Stated exercise:
Please name the store that the passage about the Easter Bunny says is filled with the same treats the Easter Bunny brings.

And they believe you. Because you’re their parent. They love you, they trust you, and they look up to you. Besides, in their sweet, innocent, naïve hearts, they cannot think of any conceivable reason why their own parent would construct such a twisted, elaborate lie, and how their seemly normal guardians could possibly be members of a deeply intrenched worldwide conspiracy.

So they go along with it. Even though the local Duane Reade is filled to the gills with the exact same treats that the Easter Bunny brings. Even though bunnies don’t lay eggs, and so what if their rifle-toting daddy’s favorite dish is rabbit stew? The Uncle Tom-ass Easter Bunny doesn’t care if you string up all the other rabbits in the land, he will still be shucking and jiving his way to your house with a basket of goodies and a smile on his face. “Yessuh, I shole is happy to bring you these chocolates, suh!”

And it’s all good for a while. The kid is going along with the story, and after all, the treats keep coming in, so what’s not to like. The parents keep lying, because they’re sick and they’re getting away with it. Then, one day, the kid finds out that it has all been a lie. Maybe a kid at school told them, or maybe they were watching a grown-up tv show that the discussed the Easter Conspiracy.  By now, they are a bit older, and you have already disappointed them in many ways. You said you’d make it to their t-ball game, but you didn’t make it. You said that you’d play dolls with the kid, but you blew it off. You said that you loved their mom, but the kid caught you playing hide the salami with your secretary in the supply closet on Take Your Child to Work Day. Suddenly, your word as a parent doesn’t mean what it once did, and the child is left wondering– is the Easter Bunny another one of your lies?

Data section:

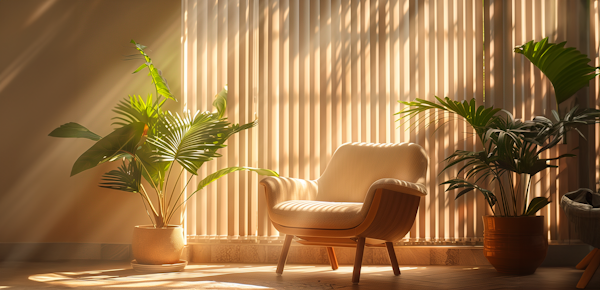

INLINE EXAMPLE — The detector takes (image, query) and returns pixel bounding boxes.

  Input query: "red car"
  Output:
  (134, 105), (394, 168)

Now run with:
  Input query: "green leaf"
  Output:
(48, 122), (102, 141)
(113, 95), (165, 132)
(194, 166), (279, 193)
(131, 39), (177, 101)
(523, 197), (550, 216)
(132, 64), (148, 74)
(100, 161), (142, 193)
(135, 143), (172, 189)
(515, 38), (598, 104)
(148, 112), (229, 174)
(71, 123), (145, 176)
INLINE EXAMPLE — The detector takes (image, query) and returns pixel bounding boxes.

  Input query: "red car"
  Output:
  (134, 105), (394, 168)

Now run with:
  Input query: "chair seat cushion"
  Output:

Answer for this exercise:
The local Duane Reade.